What to produce: Copy out the records below, changing "road" to "street" every time it appears and leaving everything else the same.

[Start of Data shown]

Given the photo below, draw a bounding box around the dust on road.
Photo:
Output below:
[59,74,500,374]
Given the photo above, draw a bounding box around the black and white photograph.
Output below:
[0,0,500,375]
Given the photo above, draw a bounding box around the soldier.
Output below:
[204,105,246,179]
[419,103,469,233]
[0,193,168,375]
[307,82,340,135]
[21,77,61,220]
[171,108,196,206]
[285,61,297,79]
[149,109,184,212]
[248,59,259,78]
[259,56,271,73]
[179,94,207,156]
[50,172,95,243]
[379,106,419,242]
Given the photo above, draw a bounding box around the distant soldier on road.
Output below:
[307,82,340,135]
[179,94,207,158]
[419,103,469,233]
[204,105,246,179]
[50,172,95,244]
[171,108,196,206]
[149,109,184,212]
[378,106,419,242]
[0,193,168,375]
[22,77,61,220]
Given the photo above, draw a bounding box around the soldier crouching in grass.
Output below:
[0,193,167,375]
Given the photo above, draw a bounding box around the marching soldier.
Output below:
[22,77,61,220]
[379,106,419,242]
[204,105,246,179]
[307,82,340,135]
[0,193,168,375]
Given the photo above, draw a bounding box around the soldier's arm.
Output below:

[End of Data shown]

The reply:
Given the photo below, draw a bounding box around the dust on street.
Photo:
Output below:
[59,74,500,374]
Given the photo above, draw a bounding box around the black and white photograph.
Output below:
[0,0,500,375]
Given the photo above, draw a bounding box around the soldier.
Output below:
[204,105,246,179]
[419,103,469,233]
[0,193,168,375]
[307,82,340,135]
[21,77,61,220]
[171,108,196,206]
[285,61,297,79]
[149,109,184,212]
[248,59,259,78]
[259,56,271,73]
[179,94,207,156]
[50,172,95,243]
[379,106,419,242]
Given the photo above, draw a bounding box around the distant soldier on street.
Output below:
[307,82,340,135]
[179,94,207,158]
[419,103,469,233]
[204,105,246,179]
[50,172,95,244]
[171,108,196,206]
[149,109,184,212]
[378,106,419,242]
[0,193,168,375]
[22,77,61,220]
Given the photo above, draw a bounding box around the soldier crouching in grass.
Output below:
[0,193,167,375]
Given the photo above, draw a bounding box around the marching soldier.
Output below:
[22,77,61,220]
[379,106,419,242]
[204,105,246,179]
[307,82,340,135]
[0,193,168,375]
Given the photo above, draw a bounding box around the soldier's arm.
Output below:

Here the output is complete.